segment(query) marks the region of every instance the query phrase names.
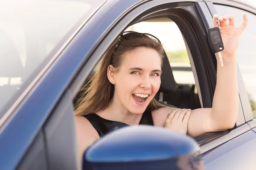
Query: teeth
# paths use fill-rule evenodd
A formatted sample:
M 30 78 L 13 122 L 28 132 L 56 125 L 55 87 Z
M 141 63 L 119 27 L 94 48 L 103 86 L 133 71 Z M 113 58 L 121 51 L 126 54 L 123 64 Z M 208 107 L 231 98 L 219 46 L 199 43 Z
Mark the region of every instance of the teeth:
M 148 94 L 134 94 L 135 95 L 137 96 L 140 97 L 145 98 L 145 97 L 148 97 Z

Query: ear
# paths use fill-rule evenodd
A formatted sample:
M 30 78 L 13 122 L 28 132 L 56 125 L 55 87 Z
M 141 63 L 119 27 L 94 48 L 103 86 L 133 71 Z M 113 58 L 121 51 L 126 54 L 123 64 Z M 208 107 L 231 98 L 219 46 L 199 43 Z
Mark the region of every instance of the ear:
M 111 83 L 114 85 L 115 83 L 115 72 L 114 71 L 114 67 L 112 65 L 109 65 L 108 67 L 108 78 Z

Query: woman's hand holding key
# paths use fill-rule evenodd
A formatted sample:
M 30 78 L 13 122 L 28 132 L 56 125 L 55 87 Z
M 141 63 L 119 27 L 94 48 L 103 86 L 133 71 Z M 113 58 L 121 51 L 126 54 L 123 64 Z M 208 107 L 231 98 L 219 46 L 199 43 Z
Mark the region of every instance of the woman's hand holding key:
M 239 37 L 242 32 L 247 26 L 248 19 L 245 14 L 243 15 L 244 20 L 241 25 L 236 27 L 235 25 L 234 17 L 227 14 L 225 17 L 215 14 L 213 16 L 214 27 L 217 26 L 215 19 L 217 19 L 220 22 L 220 30 L 221 34 L 222 41 L 224 49 L 221 53 L 227 56 L 233 56 L 238 47 Z M 229 21 L 228 24 L 227 21 Z

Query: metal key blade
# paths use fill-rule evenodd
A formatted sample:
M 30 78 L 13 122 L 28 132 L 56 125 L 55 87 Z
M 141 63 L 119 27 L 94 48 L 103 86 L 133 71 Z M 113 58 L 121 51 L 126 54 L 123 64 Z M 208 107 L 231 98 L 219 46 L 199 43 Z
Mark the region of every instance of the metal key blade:
M 221 68 L 223 68 L 224 67 L 224 65 L 223 64 L 223 61 L 222 60 L 222 57 L 221 56 L 221 51 L 220 51 L 218 53 L 218 54 L 219 56 L 219 59 L 220 60 L 220 62 L 221 62 Z

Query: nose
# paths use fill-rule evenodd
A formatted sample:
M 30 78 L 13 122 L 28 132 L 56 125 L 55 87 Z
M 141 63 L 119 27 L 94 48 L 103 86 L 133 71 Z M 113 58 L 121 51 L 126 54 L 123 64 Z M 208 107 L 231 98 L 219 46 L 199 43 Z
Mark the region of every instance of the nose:
M 140 87 L 145 89 L 151 88 L 151 83 L 149 76 L 144 76 Z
——————
What to produce:
Repeat the material exactly as it reads, without any of its pictures.

Exercise solution:
segment(query) marks the region of every instance the query phrase names.
Query: teeth
# paths use fill-rule evenodd
A formatted sample:
M 30 78 L 13 122 L 28 132 L 56 125 L 55 87 Z
M 141 63 L 119 27 L 94 48 L 103 86 L 133 71 Z M 113 58 L 121 51 L 126 54 L 123 64 Z M 208 107 L 231 98 L 219 46 L 199 43 Z
Mark the region of every instance of the teeth:
M 148 94 L 134 94 L 135 95 L 137 96 L 140 97 L 145 98 L 145 97 L 148 97 Z

Query: ear
# paths use fill-rule evenodd
A formatted sample:
M 30 78 L 13 122 L 28 132 L 56 125 L 55 87 Z
M 141 63 L 119 27 L 94 48 L 103 86 L 133 71 Z M 113 58 L 121 51 L 126 54 L 123 64 Z M 208 107 L 231 98 L 219 46 L 199 43 Z
Mark the region of every instance of the ear:
M 111 83 L 114 85 L 115 83 L 115 72 L 114 71 L 114 67 L 112 65 L 109 65 L 108 67 L 108 78 Z

Query: woman's hand holding key
# paths use fill-rule evenodd
A formatted sample:
M 30 78 L 13 122 L 28 132 L 56 125 L 55 87 Z
M 141 63 L 119 27 L 94 48 L 103 86 L 133 71 Z M 113 58 L 121 51 L 126 54 L 123 64 Z M 208 107 L 231 98 L 219 46 L 199 43 Z
Mark the region of every instance of the woman's hand holding key:
M 239 37 L 242 32 L 247 26 L 248 19 L 245 14 L 243 15 L 244 20 L 241 25 L 236 27 L 235 25 L 234 17 L 227 14 L 225 17 L 215 14 L 213 16 L 214 27 L 217 26 L 215 19 L 217 19 L 220 22 L 220 30 L 221 34 L 222 41 L 224 49 L 221 53 L 227 56 L 233 56 L 238 47 Z M 229 21 L 228 24 L 227 21 Z

Query: metal key blade
# paths use fill-rule evenodd
A formatted sample:
M 30 78 L 13 122 L 28 132 L 56 125 L 55 87 Z
M 141 63 L 119 27 L 94 48 L 103 86 L 133 71 Z M 113 58 L 121 51 L 126 54 L 123 64 Z M 208 107 L 231 98 L 219 46 L 199 43 Z
Mark the region of every instance of the metal key blade:
M 221 68 L 223 68 L 224 67 L 224 65 L 223 64 L 223 61 L 222 60 L 222 57 L 221 56 L 221 51 L 220 51 L 218 53 L 218 54 L 219 56 L 219 59 L 220 60 L 220 62 L 221 62 Z

Query: nose
# paths use fill-rule evenodd
A formatted sample:
M 30 78 L 13 122 L 28 132 L 56 125 L 55 87 Z
M 141 63 L 119 27 L 94 48 L 103 86 L 133 71 Z M 113 58 L 121 51 L 126 54 L 123 64 Z M 208 107 L 231 98 L 219 46 L 199 43 Z
Mark the region of every instance of the nose:
M 140 87 L 145 89 L 151 88 L 151 83 L 149 76 L 144 76 Z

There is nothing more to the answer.